### Text shown ###

Enum Interval 

pub enum Interval<T>
where
    T: PartialOrd,
{
    TwoSided(T, T),
    UpperOneSided(T),
    LowerOneSided(T),
}

Interval over a partially ordered type (NB: floating point numbers are only partially ordered because of NaN values). The interval is defined by its lower and upper bounds. One-sided intervals (with a single concrete bound) are also supported. In this crate, intervals are considered inclusive of their (finite) bounds.

Type parameters

• T: The type over which the interval is defined. It must be partially ordered.

Variants

• TwoSided(T, T): Two-sided interval with lower and upper bounds. The interval is defined as [low, high]. The bounds are included in the interval.
• UpperOneSided(T): Upper one-sided interval with a lower bound. The interval is defined as [low, +∞). The lower bound is included in the interval.
• LowerOneSided(T): Lower one-sided interval with an upper bound. The interval is defined as (-∞, high]. The upper bound is included in the interval.

### Provided information ###

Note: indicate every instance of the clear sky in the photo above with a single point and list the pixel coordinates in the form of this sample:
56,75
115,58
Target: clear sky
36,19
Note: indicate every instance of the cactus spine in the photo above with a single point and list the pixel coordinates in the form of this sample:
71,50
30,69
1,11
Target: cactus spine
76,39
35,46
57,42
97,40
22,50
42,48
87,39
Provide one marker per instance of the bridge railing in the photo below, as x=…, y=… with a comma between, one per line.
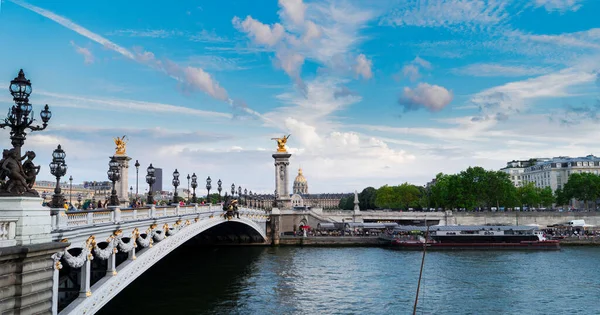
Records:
x=62, y=219
x=7, y=232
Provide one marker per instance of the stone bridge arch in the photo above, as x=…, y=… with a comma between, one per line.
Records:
x=114, y=282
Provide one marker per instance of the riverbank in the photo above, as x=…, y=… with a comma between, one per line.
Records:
x=373, y=241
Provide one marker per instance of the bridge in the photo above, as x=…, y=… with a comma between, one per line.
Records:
x=104, y=250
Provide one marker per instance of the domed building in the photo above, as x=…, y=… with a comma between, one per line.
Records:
x=300, y=184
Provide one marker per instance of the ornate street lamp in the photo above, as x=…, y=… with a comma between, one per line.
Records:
x=188, y=201
x=58, y=168
x=208, y=187
x=175, y=184
x=113, y=175
x=194, y=185
x=70, y=190
x=21, y=177
x=219, y=188
x=150, y=179
x=137, y=177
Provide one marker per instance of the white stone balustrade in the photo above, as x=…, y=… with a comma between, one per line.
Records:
x=7, y=232
x=79, y=219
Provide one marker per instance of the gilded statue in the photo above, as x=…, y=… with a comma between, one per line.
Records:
x=120, y=143
x=281, y=143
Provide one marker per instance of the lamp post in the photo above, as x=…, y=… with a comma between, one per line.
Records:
x=70, y=190
x=21, y=177
x=188, y=201
x=219, y=188
x=137, y=177
x=175, y=184
x=194, y=185
x=150, y=179
x=58, y=168
x=113, y=176
x=208, y=187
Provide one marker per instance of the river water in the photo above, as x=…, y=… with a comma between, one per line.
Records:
x=305, y=280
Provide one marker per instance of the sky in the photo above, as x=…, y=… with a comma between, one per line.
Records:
x=372, y=92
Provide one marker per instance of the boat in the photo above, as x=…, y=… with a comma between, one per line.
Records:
x=476, y=237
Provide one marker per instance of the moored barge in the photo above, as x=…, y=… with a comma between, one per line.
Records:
x=470, y=237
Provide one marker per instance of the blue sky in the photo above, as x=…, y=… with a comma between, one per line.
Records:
x=372, y=94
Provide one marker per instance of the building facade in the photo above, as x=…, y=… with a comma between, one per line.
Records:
x=516, y=168
x=555, y=172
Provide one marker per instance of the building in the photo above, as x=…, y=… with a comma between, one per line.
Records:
x=157, y=187
x=555, y=172
x=515, y=169
x=302, y=199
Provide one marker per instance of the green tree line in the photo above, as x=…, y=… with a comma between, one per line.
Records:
x=474, y=188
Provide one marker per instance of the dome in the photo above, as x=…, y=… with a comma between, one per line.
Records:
x=300, y=184
x=300, y=178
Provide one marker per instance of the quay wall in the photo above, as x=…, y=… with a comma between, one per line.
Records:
x=329, y=241
x=521, y=218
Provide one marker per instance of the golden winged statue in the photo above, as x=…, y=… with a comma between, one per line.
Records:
x=120, y=143
x=281, y=143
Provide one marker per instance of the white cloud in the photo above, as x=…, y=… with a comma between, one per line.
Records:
x=559, y=5
x=261, y=33
x=325, y=33
x=74, y=101
x=412, y=70
x=452, y=14
x=432, y=97
x=363, y=67
x=88, y=57
x=514, y=97
x=194, y=77
x=498, y=70
x=293, y=10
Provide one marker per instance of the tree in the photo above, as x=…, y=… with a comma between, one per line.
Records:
x=546, y=197
x=366, y=198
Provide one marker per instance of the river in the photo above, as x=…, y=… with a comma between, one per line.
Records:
x=305, y=280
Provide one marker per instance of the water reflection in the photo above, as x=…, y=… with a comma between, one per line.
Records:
x=295, y=280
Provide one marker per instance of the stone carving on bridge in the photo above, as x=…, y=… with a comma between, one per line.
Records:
x=281, y=143
x=15, y=178
x=121, y=145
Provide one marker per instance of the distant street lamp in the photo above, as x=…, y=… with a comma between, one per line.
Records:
x=188, y=201
x=58, y=168
x=219, y=188
x=137, y=177
x=175, y=184
x=70, y=189
x=194, y=185
x=113, y=176
x=208, y=187
x=150, y=179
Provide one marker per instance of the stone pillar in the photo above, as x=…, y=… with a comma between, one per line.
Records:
x=282, y=160
x=275, y=219
x=27, y=275
x=33, y=221
x=122, y=185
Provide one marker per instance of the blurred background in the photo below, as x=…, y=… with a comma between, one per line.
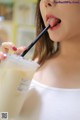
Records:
x=17, y=22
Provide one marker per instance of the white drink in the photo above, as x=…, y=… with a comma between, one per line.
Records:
x=15, y=78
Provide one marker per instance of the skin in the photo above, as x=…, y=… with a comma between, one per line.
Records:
x=63, y=69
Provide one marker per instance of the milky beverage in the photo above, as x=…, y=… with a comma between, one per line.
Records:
x=15, y=78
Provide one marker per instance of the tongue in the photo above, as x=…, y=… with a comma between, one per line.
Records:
x=53, y=22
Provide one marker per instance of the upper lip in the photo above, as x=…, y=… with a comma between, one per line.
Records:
x=50, y=16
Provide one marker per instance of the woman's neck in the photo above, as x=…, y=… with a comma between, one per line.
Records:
x=70, y=48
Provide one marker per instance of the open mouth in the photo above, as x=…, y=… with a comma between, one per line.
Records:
x=53, y=21
x=58, y=21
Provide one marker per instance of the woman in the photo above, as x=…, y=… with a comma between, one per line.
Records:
x=57, y=81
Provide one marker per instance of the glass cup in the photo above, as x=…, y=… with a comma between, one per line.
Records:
x=15, y=77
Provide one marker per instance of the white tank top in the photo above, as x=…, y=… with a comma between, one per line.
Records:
x=58, y=103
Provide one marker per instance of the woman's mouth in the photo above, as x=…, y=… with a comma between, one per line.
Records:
x=54, y=22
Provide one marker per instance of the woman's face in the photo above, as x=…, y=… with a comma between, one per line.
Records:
x=68, y=13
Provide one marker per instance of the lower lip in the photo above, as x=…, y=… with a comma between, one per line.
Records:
x=54, y=28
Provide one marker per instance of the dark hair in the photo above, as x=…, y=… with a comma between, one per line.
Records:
x=44, y=48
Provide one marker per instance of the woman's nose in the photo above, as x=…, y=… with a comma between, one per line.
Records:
x=49, y=3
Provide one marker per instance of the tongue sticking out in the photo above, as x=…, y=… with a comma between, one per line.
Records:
x=53, y=22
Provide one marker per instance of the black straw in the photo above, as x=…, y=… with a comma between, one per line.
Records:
x=37, y=38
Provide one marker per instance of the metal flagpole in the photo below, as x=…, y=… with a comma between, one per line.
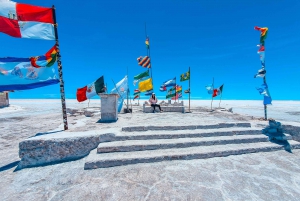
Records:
x=220, y=99
x=190, y=89
x=212, y=96
x=62, y=90
x=265, y=82
x=148, y=54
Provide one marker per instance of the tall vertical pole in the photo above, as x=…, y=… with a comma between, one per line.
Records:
x=212, y=96
x=265, y=106
x=127, y=91
x=190, y=89
x=62, y=90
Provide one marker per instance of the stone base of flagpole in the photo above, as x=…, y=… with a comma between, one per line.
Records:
x=127, y=110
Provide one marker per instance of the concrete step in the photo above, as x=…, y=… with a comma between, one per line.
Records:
x=185, y=127
x=105, y=160
x=187, y=133
x=141, y=145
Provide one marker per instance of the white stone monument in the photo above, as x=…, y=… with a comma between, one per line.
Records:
x=109, y=107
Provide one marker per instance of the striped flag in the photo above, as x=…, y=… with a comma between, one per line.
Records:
x=264, y=33
x=136, y=92
x=144, y=61
x=177, y=96
x=260, y=73
x=137, y=96
x=26, y=21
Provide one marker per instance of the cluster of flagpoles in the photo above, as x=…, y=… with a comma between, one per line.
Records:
x=262, y=72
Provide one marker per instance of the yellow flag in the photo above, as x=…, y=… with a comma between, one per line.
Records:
x=145, y=85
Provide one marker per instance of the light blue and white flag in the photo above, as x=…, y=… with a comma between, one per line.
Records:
x=121, y=89
x=19, y=74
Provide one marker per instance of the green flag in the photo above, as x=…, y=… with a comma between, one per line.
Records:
x=185, y=76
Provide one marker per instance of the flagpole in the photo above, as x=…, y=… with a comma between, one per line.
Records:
x=127, y=92
x=265, y=82
x=265, y=106
x=148, y=54
x=62, y=90
x=220, y=99
x=212, y=96
x=189, y=89
x=175, y=89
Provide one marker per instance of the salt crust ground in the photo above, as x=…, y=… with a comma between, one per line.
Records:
x=259, y=176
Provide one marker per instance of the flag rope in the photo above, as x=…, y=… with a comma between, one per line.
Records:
x=62, y=90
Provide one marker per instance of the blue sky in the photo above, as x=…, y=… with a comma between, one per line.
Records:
x=216, y=38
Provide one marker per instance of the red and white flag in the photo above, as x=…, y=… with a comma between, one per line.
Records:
x=26, y=21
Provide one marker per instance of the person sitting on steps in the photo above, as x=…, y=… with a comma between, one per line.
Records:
x=153, y=102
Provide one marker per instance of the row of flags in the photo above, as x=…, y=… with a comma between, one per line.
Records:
x=147, y=87
x=263, y=89
x=27, y=21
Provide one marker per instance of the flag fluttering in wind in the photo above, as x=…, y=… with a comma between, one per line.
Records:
x=26, y=21
x=209, y=88
x=177, y=96
x=136, y=92
x=91, y=90
x=168, y=83
x=264, y=33
x=147, y=43
x=19, y=74
x=261, y=73
x=187, y=91
x=140, y=76
x=262, y=58
x=144, y=61
x=218, y=91
x=149, y=92
x=185, y=76
x=145, y=85
x=263, y=89
x=163, y=88
x=121, y=89
x=173, y=91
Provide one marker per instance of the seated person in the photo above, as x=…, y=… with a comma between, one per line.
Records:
x=153, y=102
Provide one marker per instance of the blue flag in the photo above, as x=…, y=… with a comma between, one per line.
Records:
x=168, y=83
x=21, y=74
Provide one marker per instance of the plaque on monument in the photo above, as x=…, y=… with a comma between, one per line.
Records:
x=109, y=107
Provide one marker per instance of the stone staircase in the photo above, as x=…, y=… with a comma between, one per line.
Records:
x=162, y=143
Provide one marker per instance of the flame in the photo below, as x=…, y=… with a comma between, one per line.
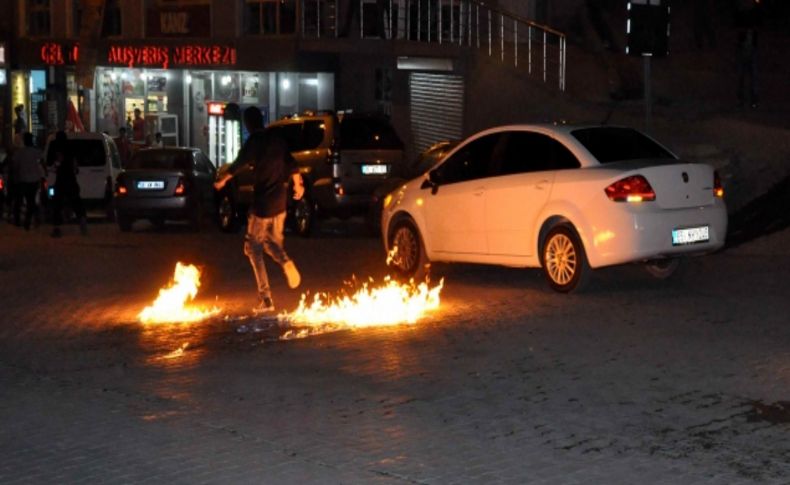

###

• _Instructions_:
**a)** Print the passage of the Interval enum documentation from "Type parameters" to "are included in the interval." word for word.
**b)** Write what comes next in the Interval enum documentation, picking up after its final line.

• _Solved tasks_:
**a)**
Type parameters

• T: The type over which the interval is defined. It must be partially ordered.

Variants

• TwoSided(T, T): Two-sided interval with lower and upper bounds. The interval is defined as [low, high]. The bounds are included in the interval.

**b)**
Intervals support various operations that depend on the type T over which they are defined.

Operations

Creation

• Self::new(low, high): Create a new interval from its left and right bounds for ordered types with equality.
• Self::new_upper(low): Create a new upper one-sided interval from its left bound.
• Self::new_lower(high): Create a new lower one-sided interval from its right bound.

Accessors

• Self::low(): Get the lower bound of the interval (if any) for partially ordered types.
• Self::high(): Get the upper bound of the interval (if any) for partially ordered types.
• Self::low_f(): Get the lower bound of the interval (if any) for floating point types.
• Self::high_f(): Get the upper bound of the interval (if any) for floating point types.
• Self::low_i(): Get the lower bound of the interval (if any) for signed integer types.
• Self::high_i(): Get the upper bound of the interval (if any) for signed integer types.
• Self::low_u(): Get the lower bound of the interval (if any) for unsigned integer types.
• Self::high_u(): Get the upper bound of the interval (if any) for unsigned integer types.
• Self::low_as_ref(): Get a reference to the lower bound of the interval (if any).
• Self::high_as_ref(): Get a reference to the upper bound of the interval (if any).
• Self::left(): Get the left bound of the interval (if any).
• Self::right(): Get the right bound of the interval (if any).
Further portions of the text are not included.